═══ GIVEN INFORMATION ═══

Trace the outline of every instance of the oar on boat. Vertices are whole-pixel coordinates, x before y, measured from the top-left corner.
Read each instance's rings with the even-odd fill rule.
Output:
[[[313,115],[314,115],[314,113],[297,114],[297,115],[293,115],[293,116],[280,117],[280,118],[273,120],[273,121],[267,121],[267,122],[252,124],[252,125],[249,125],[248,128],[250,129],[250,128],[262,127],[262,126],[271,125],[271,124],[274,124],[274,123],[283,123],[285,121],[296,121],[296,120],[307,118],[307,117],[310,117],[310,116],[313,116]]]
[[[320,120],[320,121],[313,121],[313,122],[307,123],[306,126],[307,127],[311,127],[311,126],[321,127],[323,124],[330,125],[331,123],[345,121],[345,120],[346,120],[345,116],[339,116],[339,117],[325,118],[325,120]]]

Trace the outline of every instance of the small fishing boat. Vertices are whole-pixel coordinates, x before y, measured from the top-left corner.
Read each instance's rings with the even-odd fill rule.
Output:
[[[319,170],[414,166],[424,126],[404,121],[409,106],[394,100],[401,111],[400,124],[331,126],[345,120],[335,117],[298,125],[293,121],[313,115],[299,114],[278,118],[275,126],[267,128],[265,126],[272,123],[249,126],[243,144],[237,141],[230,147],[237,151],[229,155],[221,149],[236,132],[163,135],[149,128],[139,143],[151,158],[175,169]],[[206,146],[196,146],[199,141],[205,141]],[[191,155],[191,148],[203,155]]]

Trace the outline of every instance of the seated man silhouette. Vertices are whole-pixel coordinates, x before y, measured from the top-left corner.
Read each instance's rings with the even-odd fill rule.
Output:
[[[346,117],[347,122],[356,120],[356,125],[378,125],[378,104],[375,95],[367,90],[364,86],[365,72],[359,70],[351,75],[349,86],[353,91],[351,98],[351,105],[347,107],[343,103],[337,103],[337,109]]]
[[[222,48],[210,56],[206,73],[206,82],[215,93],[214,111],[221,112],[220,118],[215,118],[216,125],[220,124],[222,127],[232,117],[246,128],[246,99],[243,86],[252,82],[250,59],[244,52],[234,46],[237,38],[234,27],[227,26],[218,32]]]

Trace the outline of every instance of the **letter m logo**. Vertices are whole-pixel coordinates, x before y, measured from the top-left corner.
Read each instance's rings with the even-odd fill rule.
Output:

═══

YOUR TASK ▸
Write out every line from the records above, word for word.

TASK RESULT ▸
Trace the outline of every instance of the oar on boat. Vertices are whole-pixel coordinates, x before y, measured from the top-left corner.
Read each instance's rings with the even-odd fill rule.
Output:
[[[313,115],[314,115],[314,113],[297,114],[297,115],[293,115],[293,116],[280,117],[280,118],[273,120],[273,121],[267,121],[267,122],[252,124],[252,125],[249,125],[248,128],[250,129],[250,128],[262,127],[262,126],[271,125],[271,124],[274,124],[274,123],[283,123],[285,121],[296,121],[296,120],[307,118],[307,117],[310,117],[310,116],[313,116]]]
[[[320,120],[320,121],[313,121],[313,122],[307,123],[306,126],[307,127],[311,127],[311,126],[321,127],[323,124],[330,125],[331,123],[345,121],[345,120],[346,120],[345,116],[339,116],[339,117],[325,118],[325,120]]]

Trace the outline of every instance of the small fishing boat. Vertices are whole-pixel coordinates, x before y, measured from the top-left corner.
Read each instance's rings with the even-odd fill rule.
Output:
[[[319,170],[414,166],[424,126],[404,121],[409,106],[394,100],[401,111],[400,124],[331,126],[345,120],[335,117],[298,125],[293,121],[313,115],[299,114],[278,118],[275,126],[267,128],[265,126],[272,123],[249,126],[243,144],[237,141],[230,147],[237,151],[229,155],[221,149],[236,132],[163,135],[149,128],[139,143],[151,158],[175,169]],[[206,146],[196,146],[199,141],[205,141]],[[191,155],[191,148],[203,155]]]

Trace the outline of every instance of the seated man silhouette. Vertices are whole-pixel coordinates, x before y, measured from the top-left corner.
Read each instance's rings with the even-odd fill rule.
Output:
[[[346,117],[347,122],[356,120],[356,125],[378,125],[378,104],[375,95],[367,90],[364,86],[365,72],[359,70],[351,75],[349,86],[353,91],[351,98],[351,105],[347,107],[343,103],[337,103],[337,109]]]
[[[222,48],[210,56],[206,73],[206,82],[215,93],[214,111],[221,112],[220,118],[215,118],[216,125],[220,124],[222,127],[232,117],[246,128],[246,99],[243,86],[252,82],[250,59],[244,52],[234,46],[237,38],[234,27],[227,26],[218,32]]]

Trace the outline of every instance of the **letter m logo**. Vertices are whole-pixel coordinates, x before y, measured from the top-left corner.
Read each instance's rings with the even-odd fill rule.
Output:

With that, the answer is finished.